— Document section —
---+---
* [PATCH v2 1/1] drivers/perf: Fix kernel panic due to the invalid mon_ctx pointer
@ 2023-10-26 23:34 Shanker Donthineni
2023-10-27 10:27 ` Will Deacon
0 siblings, 1 reply; 2+ messages in thread
From: Shanker Donthineni @ 2023-10-26 23:34 UTC (permalink / raw)
To: James Morse
Cc: Catalin Marinas, Mark Rutland, Will Deacon, Shanker Donthineni,
linux-arm-kernel, Rohit Mathew, Vikram Sethi
The return pointer from the resctrl_arch_mon_ctx_alloc_no_wait() function
is saved in a 32-bit variable 'hwc->idx' which results in the loss of
the upper 32 bits. This, in turn, triggers a kernel panic when attempting
to access a corrupted pointer.
Use 'event->pmu_private' instead of 'hwc->idx' to resolve the issue.
Another reason contributing to the problem due to continuous 'error irq'
messages. The resctrl_arch_mon_ctx_alloc_no_wait() function returns a valid
PTR when it cannot allocate monitor resources, resulting in an incorrect
MON_SEL configuration. To resolve this issue, return an ERR_PTR when monitor
allocation fails
dmesg:
mpam: error irq from msc:0 'Monitor_Range', partid:228, pmg: 0, ris: 0
mpam: error irq from msc:0 'Monitor_Range', partid:228, pmg: 0, ris: 0
mpam: error irq from msc:0 'Monitor_Range', partid:228, pmg: 0, ris: 0
...
mpam: error irq from msc:0 'Monitor_Range', partid:228, pmg: 0, ris: 0
Signed-off-by: Shanker Donthineni <sdonthineni@nvidia.com>
---
Changes in v2:
-Use 'event->pmu_private' instead of 'hwc->idx' to keep monitor context
-Return ERR_PTR if unable to allocate resource in resctrl_arch_mon_ctx_alloc_no_wait()
drivers/perf/resctrl_pmu.c | 12 ++++++------
drivers/platform/mpam/mpam_resctrl.c | 23 ++++++++++++++++-------
2 files changed, 22 insertions(+), 13 deletions(-)
diff --git a/drivers/perf/resctrl_pmu.c b/drivers/perf/resctrl_pmu.c
index 99a2b90b5d83..1531c8c6fc31 100644
--- a/drivers/perf/resctrl_pmu.c
+++ b/drivers/perf/resctrl_pmu.c
@@ -66,7 +66,6 @@ static struct rdt_resource *resctrl_event_get_resource(u16 event_num)
static void resctrl_pmu_event_destroy(struct perf_event *event)
---+---
— Recorded data —
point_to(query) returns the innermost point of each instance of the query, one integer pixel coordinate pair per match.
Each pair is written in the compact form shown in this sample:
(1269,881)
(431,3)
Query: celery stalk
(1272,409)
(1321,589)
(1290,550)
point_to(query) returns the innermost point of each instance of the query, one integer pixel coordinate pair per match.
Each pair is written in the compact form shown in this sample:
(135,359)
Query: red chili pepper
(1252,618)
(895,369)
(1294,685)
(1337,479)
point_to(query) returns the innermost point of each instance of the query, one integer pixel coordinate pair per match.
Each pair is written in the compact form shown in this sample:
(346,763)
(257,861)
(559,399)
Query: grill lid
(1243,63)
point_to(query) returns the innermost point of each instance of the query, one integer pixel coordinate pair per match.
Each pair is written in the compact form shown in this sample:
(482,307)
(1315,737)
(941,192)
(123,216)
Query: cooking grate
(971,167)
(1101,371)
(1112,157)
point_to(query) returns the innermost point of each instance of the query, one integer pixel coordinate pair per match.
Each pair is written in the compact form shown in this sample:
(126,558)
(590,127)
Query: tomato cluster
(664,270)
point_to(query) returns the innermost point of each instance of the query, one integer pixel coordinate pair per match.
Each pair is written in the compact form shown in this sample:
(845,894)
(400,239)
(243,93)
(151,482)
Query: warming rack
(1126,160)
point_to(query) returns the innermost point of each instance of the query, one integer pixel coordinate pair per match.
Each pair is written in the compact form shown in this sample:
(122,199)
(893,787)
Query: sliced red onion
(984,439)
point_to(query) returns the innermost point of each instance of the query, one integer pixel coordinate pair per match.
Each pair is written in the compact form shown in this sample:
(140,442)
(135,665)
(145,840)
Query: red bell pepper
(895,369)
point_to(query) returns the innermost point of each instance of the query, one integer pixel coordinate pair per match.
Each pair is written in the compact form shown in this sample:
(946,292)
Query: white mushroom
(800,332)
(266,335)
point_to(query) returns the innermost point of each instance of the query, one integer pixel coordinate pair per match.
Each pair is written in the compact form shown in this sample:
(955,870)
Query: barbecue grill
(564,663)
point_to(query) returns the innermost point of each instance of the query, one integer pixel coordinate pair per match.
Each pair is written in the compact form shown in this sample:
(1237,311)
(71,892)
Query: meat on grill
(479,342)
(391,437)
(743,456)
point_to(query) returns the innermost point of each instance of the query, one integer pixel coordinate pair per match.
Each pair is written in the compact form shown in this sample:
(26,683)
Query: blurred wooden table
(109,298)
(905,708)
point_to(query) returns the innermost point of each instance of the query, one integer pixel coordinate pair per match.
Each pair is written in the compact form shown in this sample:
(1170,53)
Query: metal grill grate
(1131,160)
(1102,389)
---+---
— What you will do —
[A] List every individual person named in the Cc line of the resctrl PMU patch.
[B] Condense the paragraph of the resctrl PMU patch beginning "The return pointer from" into a single sentence that keeps its main facts.
[C] Write the next part of the resctrl PMU patch, picking up after its last line.
The listing plays no part in what follows.

— Answers to the exercise —
[A] Catalin Marinas, Mark Rutland, Will Deacon, Shanker Donthineni, Rohit Mathew, Vikram Sethi

[B] Because the pointer returned by resctrl_arch_mon_ctx_alloc_no_wait() is stored in the 32-bit variable 'hwc->idx', its upper 32 bits are lost, and accessing the corrupted pointer causes a kernel panic.

[C]
{
- struct hw_perf_event *hwc = &event->hw;
u16 event_num = get_event(event);
struct rdt_resource *r;
@@ -74,7 +73,7 @@ static void resctrl_pmu_event_destroy(struct perf_event *event)
if (!r)
return;
- resctrl_arch_mon_ctx_free(r, event_num, hwc->idx);
+ resctrl_arch_mon_ctx_free(r, event_num, event->pmu_private);
}
static int resctrl_pmu_event_init(struct perf_event *event)
@@ -144,9 +143,9 @@ static int resctrl_pmu_event_init(struct perf_event *event)
return -EINVAL;
}
- hwc->idx = resctrl_arch_mon_ctx_alloc_no_wait(r, event_num);
- if (hwc->idx == -ENOSPC)
- return -ENOSPC;
+ event->pmu_private = resctrl_arch_mon_ctx_alloc_no_wait(r, event_num);
+ if (event->pmu_private && IS_ERR(event->pmu_private))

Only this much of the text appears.